[Stored records]
◆ ◆ ◆ ◆

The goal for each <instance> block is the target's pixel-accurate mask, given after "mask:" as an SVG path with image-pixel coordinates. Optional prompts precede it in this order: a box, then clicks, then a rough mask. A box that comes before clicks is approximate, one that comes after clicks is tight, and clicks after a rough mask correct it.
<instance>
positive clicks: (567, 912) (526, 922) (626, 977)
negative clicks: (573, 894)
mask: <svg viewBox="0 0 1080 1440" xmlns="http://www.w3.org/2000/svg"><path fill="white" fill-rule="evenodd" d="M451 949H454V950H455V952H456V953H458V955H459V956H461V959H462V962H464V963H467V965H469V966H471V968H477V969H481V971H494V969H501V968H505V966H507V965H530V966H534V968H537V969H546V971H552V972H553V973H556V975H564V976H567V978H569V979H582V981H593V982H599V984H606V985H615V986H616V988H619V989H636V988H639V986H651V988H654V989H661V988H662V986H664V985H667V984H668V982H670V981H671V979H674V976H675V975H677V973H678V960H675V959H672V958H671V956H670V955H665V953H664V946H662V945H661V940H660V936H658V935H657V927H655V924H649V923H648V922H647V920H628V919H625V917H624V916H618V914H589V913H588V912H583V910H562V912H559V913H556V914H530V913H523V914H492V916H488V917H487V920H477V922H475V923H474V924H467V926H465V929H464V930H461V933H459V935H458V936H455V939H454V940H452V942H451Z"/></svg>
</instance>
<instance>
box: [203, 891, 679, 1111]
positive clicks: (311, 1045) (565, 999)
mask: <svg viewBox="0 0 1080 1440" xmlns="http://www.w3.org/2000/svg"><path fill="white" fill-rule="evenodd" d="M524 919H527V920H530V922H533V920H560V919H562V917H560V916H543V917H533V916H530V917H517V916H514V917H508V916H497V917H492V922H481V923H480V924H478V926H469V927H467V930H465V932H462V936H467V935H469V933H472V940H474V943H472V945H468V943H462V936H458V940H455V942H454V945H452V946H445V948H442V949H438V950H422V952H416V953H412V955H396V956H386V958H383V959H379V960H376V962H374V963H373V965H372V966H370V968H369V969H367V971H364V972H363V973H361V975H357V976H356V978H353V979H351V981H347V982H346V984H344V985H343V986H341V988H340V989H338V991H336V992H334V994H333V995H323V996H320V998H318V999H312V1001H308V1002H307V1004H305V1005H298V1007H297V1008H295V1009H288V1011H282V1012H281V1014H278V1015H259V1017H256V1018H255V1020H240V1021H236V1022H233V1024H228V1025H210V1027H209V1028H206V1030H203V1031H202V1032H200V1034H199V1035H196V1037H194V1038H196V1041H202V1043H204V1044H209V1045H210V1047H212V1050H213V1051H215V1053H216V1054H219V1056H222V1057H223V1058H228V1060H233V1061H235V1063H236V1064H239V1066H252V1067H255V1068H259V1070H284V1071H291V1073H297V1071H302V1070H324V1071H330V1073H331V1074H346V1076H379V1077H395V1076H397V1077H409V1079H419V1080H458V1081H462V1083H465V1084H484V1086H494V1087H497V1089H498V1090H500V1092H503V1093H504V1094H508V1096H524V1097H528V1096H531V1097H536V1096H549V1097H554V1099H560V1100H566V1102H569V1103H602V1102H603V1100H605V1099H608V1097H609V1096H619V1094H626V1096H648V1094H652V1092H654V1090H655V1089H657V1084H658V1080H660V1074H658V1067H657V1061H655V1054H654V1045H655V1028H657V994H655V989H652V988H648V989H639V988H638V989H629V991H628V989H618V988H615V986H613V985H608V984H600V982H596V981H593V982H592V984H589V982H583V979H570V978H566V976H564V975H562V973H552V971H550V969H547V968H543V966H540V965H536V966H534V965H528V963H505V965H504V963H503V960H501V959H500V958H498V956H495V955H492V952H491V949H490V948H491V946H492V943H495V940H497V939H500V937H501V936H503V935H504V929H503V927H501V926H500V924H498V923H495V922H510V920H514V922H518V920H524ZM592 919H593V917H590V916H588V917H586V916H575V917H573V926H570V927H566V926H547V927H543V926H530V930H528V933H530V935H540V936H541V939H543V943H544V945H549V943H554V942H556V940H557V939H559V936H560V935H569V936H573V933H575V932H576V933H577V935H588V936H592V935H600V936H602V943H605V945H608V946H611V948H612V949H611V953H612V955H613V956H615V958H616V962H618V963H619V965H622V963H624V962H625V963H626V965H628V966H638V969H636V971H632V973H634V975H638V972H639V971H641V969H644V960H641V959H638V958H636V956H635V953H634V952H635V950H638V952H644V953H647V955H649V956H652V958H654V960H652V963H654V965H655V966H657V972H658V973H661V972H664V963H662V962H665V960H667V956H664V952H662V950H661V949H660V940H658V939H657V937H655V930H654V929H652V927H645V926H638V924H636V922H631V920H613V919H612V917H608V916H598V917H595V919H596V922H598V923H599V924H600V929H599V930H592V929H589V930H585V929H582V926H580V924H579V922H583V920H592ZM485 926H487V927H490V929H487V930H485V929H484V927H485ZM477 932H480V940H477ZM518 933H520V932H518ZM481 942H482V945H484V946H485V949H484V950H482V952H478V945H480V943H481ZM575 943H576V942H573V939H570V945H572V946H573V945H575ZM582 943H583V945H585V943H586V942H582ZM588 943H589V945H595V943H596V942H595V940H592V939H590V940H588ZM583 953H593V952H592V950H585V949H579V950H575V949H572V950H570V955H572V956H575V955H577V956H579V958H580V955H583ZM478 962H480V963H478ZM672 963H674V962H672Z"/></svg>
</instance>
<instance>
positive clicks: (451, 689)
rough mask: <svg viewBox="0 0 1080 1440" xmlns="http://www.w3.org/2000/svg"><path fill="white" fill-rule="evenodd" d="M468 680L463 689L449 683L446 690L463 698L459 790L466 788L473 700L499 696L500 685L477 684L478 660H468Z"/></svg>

◆ ◆ ◆ ◆

**TASK REQUIREMENTS:**
Could you copy exactly the lines from the first line of the records above through the line containing "positive clicks: (567, 912)", both included, and nothing else?

**ANSWER TO THIS EXERCISE:**
The goal for each <instance> block is the target's pixel-accurate mask, given after "mask:" as an SVG path with image-pixel coordinates. Optional prompts precede it in this order: a box, then clicks, then a rough mask. A box that comes before clicks is approximate, one that comes after clicks is tight, and clicks after a rough mask correct it.
<instance>
positive clicks: (567, 912) (526, 922) (626, 977)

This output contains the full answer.